Reproduce verbatim the lines of the records below, starting at the line containing "Target: window pane" and ending at the line containing "[[[68,445],[105,445],[105,431],[104,421],[68,421],[66,442]]]", both inclusive.

━━━━━━━━━━

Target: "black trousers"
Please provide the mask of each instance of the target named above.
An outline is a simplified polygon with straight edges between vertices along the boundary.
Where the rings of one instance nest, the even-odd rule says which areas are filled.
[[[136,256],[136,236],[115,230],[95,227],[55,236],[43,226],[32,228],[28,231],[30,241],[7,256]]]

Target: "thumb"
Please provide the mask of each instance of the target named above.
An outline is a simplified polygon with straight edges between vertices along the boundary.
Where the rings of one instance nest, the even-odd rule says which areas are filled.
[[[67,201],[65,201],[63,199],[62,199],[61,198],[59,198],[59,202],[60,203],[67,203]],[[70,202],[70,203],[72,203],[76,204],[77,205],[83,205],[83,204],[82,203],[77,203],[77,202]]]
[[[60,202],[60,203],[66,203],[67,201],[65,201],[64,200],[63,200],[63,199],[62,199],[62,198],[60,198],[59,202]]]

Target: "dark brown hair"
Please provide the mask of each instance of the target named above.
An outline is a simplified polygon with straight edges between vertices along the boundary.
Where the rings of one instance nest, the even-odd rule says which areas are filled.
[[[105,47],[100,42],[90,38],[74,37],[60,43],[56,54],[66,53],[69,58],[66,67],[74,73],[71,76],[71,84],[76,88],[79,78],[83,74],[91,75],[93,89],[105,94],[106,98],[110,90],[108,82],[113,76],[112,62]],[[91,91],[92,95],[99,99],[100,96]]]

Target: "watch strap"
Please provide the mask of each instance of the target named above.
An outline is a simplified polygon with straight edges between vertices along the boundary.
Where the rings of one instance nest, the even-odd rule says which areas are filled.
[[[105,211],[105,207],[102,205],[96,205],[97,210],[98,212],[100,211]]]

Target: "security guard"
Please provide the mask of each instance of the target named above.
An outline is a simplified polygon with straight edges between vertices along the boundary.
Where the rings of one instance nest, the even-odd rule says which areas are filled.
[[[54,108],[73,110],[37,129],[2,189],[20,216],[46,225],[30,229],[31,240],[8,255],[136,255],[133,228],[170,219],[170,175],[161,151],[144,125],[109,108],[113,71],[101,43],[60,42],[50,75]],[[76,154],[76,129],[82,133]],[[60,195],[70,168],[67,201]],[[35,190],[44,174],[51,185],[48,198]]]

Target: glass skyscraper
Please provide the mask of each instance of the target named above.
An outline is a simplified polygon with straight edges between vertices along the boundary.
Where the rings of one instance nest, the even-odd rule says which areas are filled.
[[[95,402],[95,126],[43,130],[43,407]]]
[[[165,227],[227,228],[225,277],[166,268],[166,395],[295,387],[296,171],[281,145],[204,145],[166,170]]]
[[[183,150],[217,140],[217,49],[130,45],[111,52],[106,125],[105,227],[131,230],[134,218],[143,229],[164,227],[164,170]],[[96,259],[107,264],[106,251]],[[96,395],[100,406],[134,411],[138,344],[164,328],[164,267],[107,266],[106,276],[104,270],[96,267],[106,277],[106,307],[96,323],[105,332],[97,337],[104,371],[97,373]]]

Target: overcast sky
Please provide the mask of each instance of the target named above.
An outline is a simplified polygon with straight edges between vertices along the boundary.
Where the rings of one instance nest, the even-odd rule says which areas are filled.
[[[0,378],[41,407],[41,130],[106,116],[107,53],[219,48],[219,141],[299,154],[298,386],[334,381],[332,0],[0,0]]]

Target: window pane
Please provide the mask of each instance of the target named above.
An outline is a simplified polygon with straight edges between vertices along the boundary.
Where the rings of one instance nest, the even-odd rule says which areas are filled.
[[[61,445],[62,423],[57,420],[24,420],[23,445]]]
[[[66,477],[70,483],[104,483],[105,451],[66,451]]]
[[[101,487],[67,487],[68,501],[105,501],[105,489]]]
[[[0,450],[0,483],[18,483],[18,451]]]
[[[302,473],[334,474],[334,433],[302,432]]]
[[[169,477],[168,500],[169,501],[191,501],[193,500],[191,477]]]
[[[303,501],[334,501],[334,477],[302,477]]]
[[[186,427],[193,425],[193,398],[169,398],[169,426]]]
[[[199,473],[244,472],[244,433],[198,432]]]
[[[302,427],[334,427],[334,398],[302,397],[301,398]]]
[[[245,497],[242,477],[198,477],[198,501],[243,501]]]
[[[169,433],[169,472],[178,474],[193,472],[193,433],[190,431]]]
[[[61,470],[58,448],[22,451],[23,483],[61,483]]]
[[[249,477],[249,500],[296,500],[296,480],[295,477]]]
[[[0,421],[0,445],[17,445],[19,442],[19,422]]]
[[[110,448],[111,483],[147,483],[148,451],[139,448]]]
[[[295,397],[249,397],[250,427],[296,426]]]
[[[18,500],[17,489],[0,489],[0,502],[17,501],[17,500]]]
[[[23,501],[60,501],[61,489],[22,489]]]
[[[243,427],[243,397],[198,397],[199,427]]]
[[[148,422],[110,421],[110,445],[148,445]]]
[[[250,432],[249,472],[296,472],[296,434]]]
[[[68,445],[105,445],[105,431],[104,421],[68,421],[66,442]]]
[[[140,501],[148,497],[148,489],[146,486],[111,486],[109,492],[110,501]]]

━━━━━━━━━━

Result for this task >>
Target: window pane
Please provide the mask of each instance of the target named above.
An outline is a simplified polygon with straight edges between vertices along the boundary.
Where the rings of one instance nest, the even-odd rule says which areas are filled.
[[[61,445],[62,423],[57,420],[24,420],[23,445]]]
[[[66,477],[70,483],[104,483],[105,451],[66,451]]]
[[[101,487],[67,487],[68,501],[105,501],[105,489]]]
[[[0,450],[0,483],[18,483],[18,451]]]
[[[302,473],[334,474],[334,433],[302,432]]]
[[[169,477],[168,500],[169,501],[191,501],[193,500],[191,477]]]
[[[303,501],[334,501],[334,477],[302,477]]]
[[[186,427],[193,425],[193,398],[169,398],[169,426]]]
[[[199,473],[244,472],[244,433],[198,432]]]
[[[302,427],[334,427],[334,398],[302,397],[301,398]]]
[[[245,497],[242,477],[198,477],[198,501],[243,501]]]
[[[169,433],[169,472],[178,474],[193,472],[193,433],[190,431]]]
[[[61,470],[58,448],[22,451],[23,483],[61,483]]]
[[[249,477],[249,500],[296,500],[296,480],[295,477]]]
[[[0,421],[0,445],[17,445],[19,442],[19,422]]]
[[[110,448],[111,483],[147,483],[148,451],[139,448]]]
[[[295,397],[249,397],[250,427],[296,426]]]
[[[18,500],[17,489],[0,489],[0,502],[17,501],[17,500]]]
[[[23,501],[60,501],[61,489],[22,489]]]
[[[243,427],[243,397],[198,397],[199,427]]]
[[[148,422],[110,421],[110,445],[148,445]]]
[[[250,432],[249,472],[296,472],[296,434]]]
[[[68,445],[105,445],[105,431],[104,421],[68,421],[66,442]]]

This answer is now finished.